**Records for this task:**
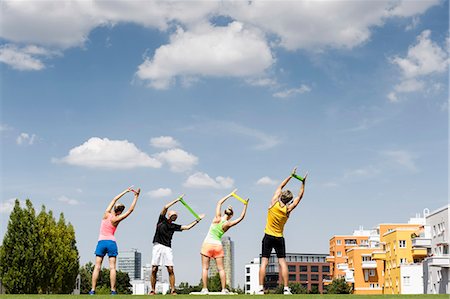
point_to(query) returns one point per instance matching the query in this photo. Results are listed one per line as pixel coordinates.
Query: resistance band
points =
(189, 208)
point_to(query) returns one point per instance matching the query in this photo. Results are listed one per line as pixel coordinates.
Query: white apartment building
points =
(436, 267)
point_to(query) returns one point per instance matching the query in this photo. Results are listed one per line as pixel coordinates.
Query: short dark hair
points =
(119, 208)
(286, 196)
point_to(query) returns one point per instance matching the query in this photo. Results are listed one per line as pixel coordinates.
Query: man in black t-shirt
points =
(162, 241)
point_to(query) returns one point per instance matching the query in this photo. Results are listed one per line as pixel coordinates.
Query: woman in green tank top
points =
(212, 245)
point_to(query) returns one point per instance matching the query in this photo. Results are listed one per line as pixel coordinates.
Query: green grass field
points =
(234, 296)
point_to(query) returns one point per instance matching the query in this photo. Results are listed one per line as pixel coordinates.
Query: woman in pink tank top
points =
(106, 240)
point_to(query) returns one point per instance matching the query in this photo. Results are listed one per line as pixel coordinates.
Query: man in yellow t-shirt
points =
(277, 215)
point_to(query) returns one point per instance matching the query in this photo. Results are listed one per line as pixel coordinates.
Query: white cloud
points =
(109, 154)
(4, 127)
(262, 82)
(203, 180)
(231, 51)
(164, 142)
(69, 201)
(160, 192)
(409, 86)
(293, 91)
(424, 58)
(178, 159)
(26, 139)
(6, 206)
(403, 158)
(315, 25)
(19, 59)
(266, 181)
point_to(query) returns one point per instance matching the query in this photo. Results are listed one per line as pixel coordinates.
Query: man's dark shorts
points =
(270, 242)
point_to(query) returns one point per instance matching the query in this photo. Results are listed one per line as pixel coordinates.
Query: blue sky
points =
(205, 97)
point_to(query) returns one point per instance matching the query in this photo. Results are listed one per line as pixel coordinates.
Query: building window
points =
(407, 280)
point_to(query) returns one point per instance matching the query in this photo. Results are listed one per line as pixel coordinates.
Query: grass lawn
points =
(443, 296)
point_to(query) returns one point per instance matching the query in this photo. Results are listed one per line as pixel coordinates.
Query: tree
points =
(338, 286)
(38, 255)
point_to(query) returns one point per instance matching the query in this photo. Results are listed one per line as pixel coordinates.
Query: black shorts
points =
(270, 242)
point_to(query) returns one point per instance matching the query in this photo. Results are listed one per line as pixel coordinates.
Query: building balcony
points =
(421, 242)
(419, 252)
(369, 264)
(379, 255)
(439, 261)
(342, 266)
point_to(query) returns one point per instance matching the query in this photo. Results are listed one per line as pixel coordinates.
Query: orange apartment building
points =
(339, 245)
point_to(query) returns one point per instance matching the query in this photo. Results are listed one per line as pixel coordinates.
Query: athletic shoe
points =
(204, 291)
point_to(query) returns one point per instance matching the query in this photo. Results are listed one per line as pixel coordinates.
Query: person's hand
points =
(294, 170)
(304, 179)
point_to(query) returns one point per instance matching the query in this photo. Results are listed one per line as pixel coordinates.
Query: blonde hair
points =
(119, 208)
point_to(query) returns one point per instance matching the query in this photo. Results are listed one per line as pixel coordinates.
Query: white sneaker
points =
(287, 291)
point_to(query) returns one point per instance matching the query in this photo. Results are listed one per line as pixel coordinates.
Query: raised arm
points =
(297, 200)
(130, 210)
(193, 223)
(229, 224)
(115, 199)
(167, 206)
(220, 203)
(277, 193)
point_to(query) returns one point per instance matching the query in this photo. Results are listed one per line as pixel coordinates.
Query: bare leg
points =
(153, 278)
(112, 272)
(262, 270)
(283, 270)
(205, 268)
(96, 272)
(223, 278)
(171, 278)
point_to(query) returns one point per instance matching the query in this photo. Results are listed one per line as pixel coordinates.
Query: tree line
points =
(38, 254)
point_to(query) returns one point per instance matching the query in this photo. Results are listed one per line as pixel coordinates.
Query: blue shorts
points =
(106, 247)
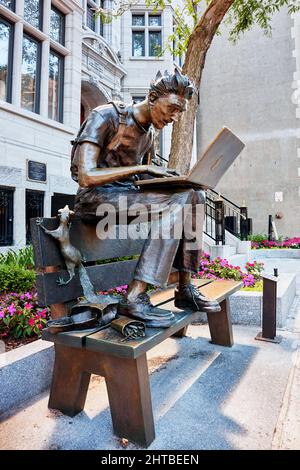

**Exercise goal:**
Across the listing, count the lines that contain "woman". Nothing but the number should be returned.

**Output for this exercise:**
2